● **Challenge**: Copy out the data below, changing each occurrence of "concrete" to "cement" and keeping every other part identical.

Object pointing dataset rows
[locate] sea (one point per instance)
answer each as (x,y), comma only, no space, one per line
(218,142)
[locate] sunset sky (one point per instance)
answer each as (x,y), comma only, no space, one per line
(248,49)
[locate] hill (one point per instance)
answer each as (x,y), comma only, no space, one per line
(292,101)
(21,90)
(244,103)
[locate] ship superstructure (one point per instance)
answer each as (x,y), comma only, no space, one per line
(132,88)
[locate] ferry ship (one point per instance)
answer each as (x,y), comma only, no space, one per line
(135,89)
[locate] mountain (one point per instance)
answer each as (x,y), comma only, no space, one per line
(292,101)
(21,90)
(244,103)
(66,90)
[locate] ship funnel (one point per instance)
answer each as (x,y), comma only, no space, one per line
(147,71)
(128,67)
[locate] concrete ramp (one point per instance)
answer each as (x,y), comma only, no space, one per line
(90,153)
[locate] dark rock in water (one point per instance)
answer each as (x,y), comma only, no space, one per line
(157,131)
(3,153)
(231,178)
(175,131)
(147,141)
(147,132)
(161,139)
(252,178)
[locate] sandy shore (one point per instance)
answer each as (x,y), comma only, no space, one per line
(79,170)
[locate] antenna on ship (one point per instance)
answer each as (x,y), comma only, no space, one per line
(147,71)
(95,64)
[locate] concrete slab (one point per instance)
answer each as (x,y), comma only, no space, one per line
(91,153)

● **The solution**:
[locate] sea (one point per instance)
answer each as (x,y), comma only, no space, one per line
(218,142)
[locate] sunset sky (one point per instance)
answer each as (x,y), comma only, no space, one per line
(248,49)
[locate] hill (one point per instance)
answer each as (x,y), comma only, no space, one per line
(292,101)
(21,90)
(244,103)
[locate] ship superstructure (one point per instance)
answer each as (x,y), comma only, no space, one per line
(132,88)
[locate] ferry ship (one point per instance)
answer each as (x,y), comma only, no space, one per line
(135,89)
[locate] mountain (one point per instance)
answer each as (x,y), comma only, no space, one per line
(292,101)
(21,90)
(244,103)
(66,90)
[locate] ship funnel (one point per instance)
answer each as (x,y), comma only, no space, one per line
(147,71)
(128,67)
[locate] cement ramp (one point per instance)
answer each as (x,y), comma only, no space, one per line
(90,153)
[locate] dark rock in water (one point per instance)
answer each as (x,y), comma only, no space, one per line
(157,131)
(3,153)
(231,178)
(175,131)
(147,141)
(147,132)
(161,139)
(252,178)
[locate] sandy shore (one point per instance)
answer each as (x,y), comma only, no space, one per line
(79,170)
[locate] antenna on ship (one point per instance)
answer each as (x,y), comma only, no space, one per line
(147,71)
(95,64)
[locate] cement slab (one point per instance)
answer each as (x,y), comma only, no space, one per line
(91,153)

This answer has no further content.